(Region pointing data)
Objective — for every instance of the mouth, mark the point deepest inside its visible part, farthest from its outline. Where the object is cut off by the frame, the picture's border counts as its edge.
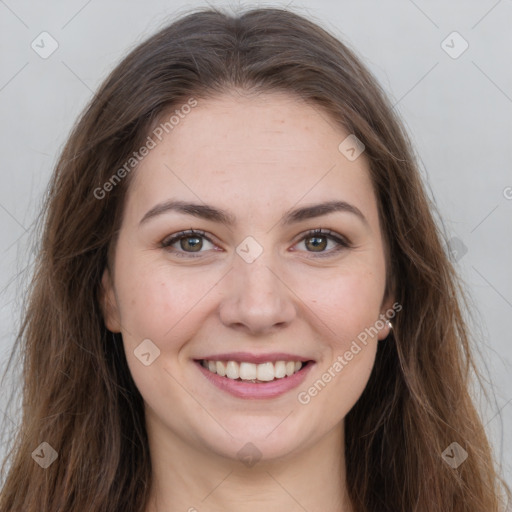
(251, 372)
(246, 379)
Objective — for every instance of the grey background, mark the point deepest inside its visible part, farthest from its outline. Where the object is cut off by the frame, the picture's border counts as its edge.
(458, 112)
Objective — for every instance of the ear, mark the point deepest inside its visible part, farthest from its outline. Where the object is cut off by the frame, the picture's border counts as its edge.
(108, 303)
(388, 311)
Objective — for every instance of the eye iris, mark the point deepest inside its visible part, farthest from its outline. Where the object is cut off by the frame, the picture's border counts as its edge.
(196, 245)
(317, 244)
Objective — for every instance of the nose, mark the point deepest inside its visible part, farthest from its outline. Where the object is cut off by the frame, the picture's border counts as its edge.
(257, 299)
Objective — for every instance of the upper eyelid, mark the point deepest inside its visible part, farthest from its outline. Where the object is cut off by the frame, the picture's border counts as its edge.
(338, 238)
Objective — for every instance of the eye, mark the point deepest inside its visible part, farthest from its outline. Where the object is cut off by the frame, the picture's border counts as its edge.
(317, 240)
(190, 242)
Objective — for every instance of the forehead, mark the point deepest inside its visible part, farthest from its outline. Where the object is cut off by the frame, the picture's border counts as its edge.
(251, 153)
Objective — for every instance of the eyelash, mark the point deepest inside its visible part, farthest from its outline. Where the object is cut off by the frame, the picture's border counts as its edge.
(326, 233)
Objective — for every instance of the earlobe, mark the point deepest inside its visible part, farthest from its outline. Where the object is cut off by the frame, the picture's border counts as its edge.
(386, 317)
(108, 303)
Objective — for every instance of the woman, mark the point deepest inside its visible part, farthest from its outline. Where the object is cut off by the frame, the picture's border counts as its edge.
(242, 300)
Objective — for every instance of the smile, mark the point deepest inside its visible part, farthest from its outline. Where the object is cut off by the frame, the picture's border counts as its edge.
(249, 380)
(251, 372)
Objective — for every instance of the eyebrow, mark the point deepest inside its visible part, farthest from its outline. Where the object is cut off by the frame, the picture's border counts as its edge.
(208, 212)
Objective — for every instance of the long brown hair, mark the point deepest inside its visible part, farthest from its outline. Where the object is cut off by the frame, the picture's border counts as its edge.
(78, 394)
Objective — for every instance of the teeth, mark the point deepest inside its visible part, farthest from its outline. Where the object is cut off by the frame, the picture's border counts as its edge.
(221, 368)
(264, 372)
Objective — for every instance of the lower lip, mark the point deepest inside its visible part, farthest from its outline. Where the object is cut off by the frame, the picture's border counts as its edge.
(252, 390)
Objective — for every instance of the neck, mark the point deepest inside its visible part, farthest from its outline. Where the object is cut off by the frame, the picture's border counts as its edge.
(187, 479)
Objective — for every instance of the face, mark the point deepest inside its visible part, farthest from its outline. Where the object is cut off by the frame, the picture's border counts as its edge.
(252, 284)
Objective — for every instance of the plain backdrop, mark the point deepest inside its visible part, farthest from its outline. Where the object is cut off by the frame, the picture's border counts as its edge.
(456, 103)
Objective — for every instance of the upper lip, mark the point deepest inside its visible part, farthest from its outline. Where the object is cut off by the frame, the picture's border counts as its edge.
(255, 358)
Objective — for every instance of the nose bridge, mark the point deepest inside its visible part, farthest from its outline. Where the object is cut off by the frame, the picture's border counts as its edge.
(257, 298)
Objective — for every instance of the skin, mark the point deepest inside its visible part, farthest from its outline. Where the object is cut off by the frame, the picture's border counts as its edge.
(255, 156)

• [DIRECTIONS FOR THIS TASK] Please print the entries shown above again, exactly, and skip the pictures.

• [RESULT OF THE TASK]
Objective — for every instance of the mouth, mark the point deepest inside its visible part, farthest from its outline. Where the object is cut off by the frame, the picture's border counts as its edge.
(251, 372)
(246, 379)
Objective — for every instance of the grey background, mark the point deepest inside its visible part, farthest from its outline. Where the object is cut off by the frame, the picture's border counts as its edge.
(458, 112)
Objective — for every instance of the ear, mark the point deepest inside its visible part, farthest from its outline. Where the object is cut off by the frame, the picture's border counts as its edge.
(108, 303)
(388, 311)
Objective — for every instance of the eye iris, mark the point deepest inside its visible part, farthest from its outline. Where the object is cut off by the frame, the picture's border counts as its edge.
(196, 245)
(317, 244)
Objective — for every instance of the nose, mark the point deepest inside its visible part, farthest from its outline. Where the object is cut off by the frame, the picture's border counts as its edge.
(257, 299)
Objective — for every instance of the upper eyelid, mark the point deepest inside its visible part, farthest from its outline. Where the object is cut off by the frame, the picture's border counts as its edge.
(338, 238)
Objective — for every instance of the eye, mark the point deepest inside its visible part, farthest from its outline. Where the object is cut off by the frame, the picture's border counts as its edge.
(317, 240)
(190, 242)
Objective — for every instance of the forehead, mark the point deepest inside its visible part, farthest from its outline. Where the object is cut off by the frame, the picture's border counts as its edge.
(251, 153)
Objective — for every instance of the eyelash, mark the point deepest inside its visible part, farthest from its outline. Where the object is cut off by the frame, the picture's border counts as its edge.
(326, 233)
Objective — for every instance of the earlobe, mark the point deepest inside its visible part, farthest from its outline. Where the object is cut off by the frame, the picture's border counts as its edge.
(386, 317)
(108, 303)
Objective — for every instance of the woman, mark the point deepest inside its visible part, farthest from its outline. Where the object is cut off by the frame, the picture's border counts as its edge.
(242, 300)
Objective — for every instance of the smile, mark the point deepest inside its visible part, farthest from its outline. Where the object is cut off by the frame, the picture's border counts as its edge.
(249, 380)
(251, 372)
Objective — for every instance of the eyebrow, mark the point deepest inside its visible part, farthest from its outline. Where the object is cut off by the frame, the picture's border counts as its edge.
(208, 212)
Objective — for every instance of the long brown hair, mark the point deepest inside its visible part, farthest from its outline. Where the object is cut off by the frame, the picture's border counts as its edge.
(78, 394)
Objective — for every instance of the teeth, mark the point deepest inside its visible part, farthest from its outline. Where the object is cut off by the frame, the picture's border counts as its edge.
(221, 368)
(264, 372)
Objective — for every instance of the lower lip, mark the point deepest inside its visible part, farthest from its outline. Where the object is cut off by the frame, the picture's border counts as its edge.
(252, 390)
Objective — for every instance of the neck, mark the point deepest inside its visible part, farthest from its outline. Where the object is cut off by the frame, the picture's border counts as its edge.
(187, 479)
Objective — for every instance of the face, mark the point deepest inside its visible part, farthest from its outline. Where the object is cut off by the frame, the picture's border counts as its edge.
(252, 284)
Objective — for every instance of the plain backdrop, mark the point deepest inside its visible part, farthest from its outline. Where the object is cut off by the frame, the picture's border counts as its edge.
(456, 103)
Objective — for every instance of the upper lip, mark the point deepest inside its visible part, farthest from its outline. Where the object is cut off by the frame, the picture's border counts as its edge.
(255, 358)
Objective — for every instance of the nose bridge, mark the point deepest inside its visible part, farthest from its outline. Where the object is cut off by the frame, the picture's border counts as its edge.
(257, 298)
Objective — for every instance of the skin, mark the point deepest inside its visible part, farthest from its outline. Where the object is cut off by the frame, the picture's border counts as its edge.
(255, 156)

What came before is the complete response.